- _EXERCISE PROMPT_
Format the stretch of data below from the line containing "Indicate the historic" through the end of the data as a two-column CSV with the headers "prompt" and "response". Give one row for each piece of text with the answer that follows it, with every field quoted and line breaks turned into spaces.

- _DATASET RECORDS_
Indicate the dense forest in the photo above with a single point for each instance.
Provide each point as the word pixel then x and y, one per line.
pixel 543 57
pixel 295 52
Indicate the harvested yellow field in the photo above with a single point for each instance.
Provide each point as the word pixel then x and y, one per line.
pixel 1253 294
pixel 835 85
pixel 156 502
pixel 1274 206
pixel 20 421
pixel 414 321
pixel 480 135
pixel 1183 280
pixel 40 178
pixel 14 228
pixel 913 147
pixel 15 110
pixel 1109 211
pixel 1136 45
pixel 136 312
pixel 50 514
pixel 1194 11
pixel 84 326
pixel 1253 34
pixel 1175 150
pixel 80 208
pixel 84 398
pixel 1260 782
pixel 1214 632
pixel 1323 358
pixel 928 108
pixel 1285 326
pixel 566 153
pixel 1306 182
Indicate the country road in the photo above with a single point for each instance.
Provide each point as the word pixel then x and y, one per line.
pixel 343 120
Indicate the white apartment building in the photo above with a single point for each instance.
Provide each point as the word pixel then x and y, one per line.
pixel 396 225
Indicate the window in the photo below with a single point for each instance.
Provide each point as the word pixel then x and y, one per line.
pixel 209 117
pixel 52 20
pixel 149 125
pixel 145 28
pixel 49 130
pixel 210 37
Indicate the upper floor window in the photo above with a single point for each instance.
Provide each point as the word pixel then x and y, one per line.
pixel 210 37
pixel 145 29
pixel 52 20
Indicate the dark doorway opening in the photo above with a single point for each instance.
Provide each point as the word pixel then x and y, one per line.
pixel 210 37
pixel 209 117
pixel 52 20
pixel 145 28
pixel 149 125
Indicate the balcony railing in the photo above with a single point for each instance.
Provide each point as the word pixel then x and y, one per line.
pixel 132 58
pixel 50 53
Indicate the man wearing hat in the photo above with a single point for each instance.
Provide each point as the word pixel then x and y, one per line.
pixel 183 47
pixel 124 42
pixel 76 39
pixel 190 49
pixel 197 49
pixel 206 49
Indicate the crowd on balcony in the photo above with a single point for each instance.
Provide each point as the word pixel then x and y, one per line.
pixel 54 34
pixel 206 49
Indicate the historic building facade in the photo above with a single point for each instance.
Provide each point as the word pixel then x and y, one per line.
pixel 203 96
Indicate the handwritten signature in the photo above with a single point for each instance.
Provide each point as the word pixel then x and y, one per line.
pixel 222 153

- _THE ANSWER_
prompt,response
"Indicate the historic building facade in the photo above with a single point for each instance. Provide each point as the word pixel then x and y, one per line.","pixel 203 96"
"Indicate the handwritten signature in the photo above with a single point for each instance. Provide each point as the word pixel then x and y, one per line.","pixel 222 153"